What to work on:
1. In the post about the reluctant archbishop, what did the former archbishop back out of?
2. Carry on the post about the reluctant archbishop, picking up after its final sentence.

Thursday, February 05, 2009

The Reluctant Archbishop

Another Lutheran cleric in Sweden has decided that remembering the Holocaust this year is inappropriate, given the recent actions of the IDF in Gaza. Our Swedish correspondent CB sends this report:

This is an article from the newspaper Dagen about a former archbishop who backed out of a Holocaust commemoration speech. One could call it an update to the sad state of affairs in the Lutheran Church of Sweden and its relations to anti-Semitism. Hammar’s actions don’t surprise me, I’m sad to say, but there are some noteworthy parts of this besides his backing out.

Apparently it is wrong in his view to come to the conclusion as a people that you don’t want to be oppressed again and that you need an army strong enough to deter neighbours planning your utter destruction.

Entries shown:

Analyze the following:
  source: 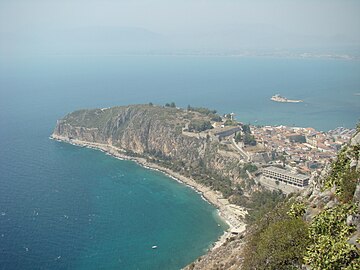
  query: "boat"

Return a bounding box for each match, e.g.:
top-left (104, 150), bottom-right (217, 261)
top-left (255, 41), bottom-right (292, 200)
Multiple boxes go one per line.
top-left (270, 94), bottom-right (304, 103)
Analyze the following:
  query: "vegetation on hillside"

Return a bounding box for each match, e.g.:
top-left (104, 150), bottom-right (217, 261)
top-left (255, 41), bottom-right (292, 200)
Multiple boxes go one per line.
top-left (188, 120), bottom-right (213, 132)
top-left (243, 133), bottom-right (360, 270)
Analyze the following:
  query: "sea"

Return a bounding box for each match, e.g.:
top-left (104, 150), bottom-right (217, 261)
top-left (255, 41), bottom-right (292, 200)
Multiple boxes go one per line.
top-left (0, 55), bottom-right (360, 270)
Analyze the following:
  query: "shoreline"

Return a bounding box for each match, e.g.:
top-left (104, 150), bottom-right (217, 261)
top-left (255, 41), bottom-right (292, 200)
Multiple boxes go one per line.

Answers by task:
1. A Holocaust commemoration speech.

2.
One would think Israel’s response would be a most reasonable stance. When did it become the pinnacle of wisdom to be weaker than an enemy bent on your destruction? But not so in the leftist world of appeasement and irresponsible arms reduction. His way is the surest path to war, destruction and loss of lives. A militarily weak Israel will invite an attack on its soil with subsequent loss in life on all sides involved.

So, the former archbishop was, is, and will be unfit as a speaker about important subjects such as the memory of the Holocaust, as long as he clings to that set of values. But it is a sad state of the Lutheran church that he once was their archbishop.

And now CB’s translation of the article from yesterday’s Dagen:

K G Hammar backs out of Holocaust speech

Former archbishop KG Hammar receives criticism from Jewish spokespersons after refraining from speaking on Holocaust remembrance day, referring to the war in Gaza as the reason.

As Dagen related earlier, a similar decision in Luleå diocese evoked strong reactions. First the diocese cancelled a planed commemoration service for the victims of the Holocaust, but changed its decision after strong criticism.
- - - - - - - - -
K G Hammar also referred to the Gaza war when he refrained from speaking at the Holocaust commemoration at Kulturen [Culture] in Lund. He is presently a guest professor at the University of Lund.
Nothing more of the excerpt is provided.